Challenge: Copy each of these lines word for word.

Available records:
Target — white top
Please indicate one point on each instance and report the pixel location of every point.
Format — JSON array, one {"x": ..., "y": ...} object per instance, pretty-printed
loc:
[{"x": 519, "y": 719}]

Exercise result:
Target — white top
Please indicate one point on each instance and report the pixel location of every point.
Format — JSON array, one {"x": ..., "y": ...} object per instance, pretty-printed
loc:
[{"x": 519, "y": 719}]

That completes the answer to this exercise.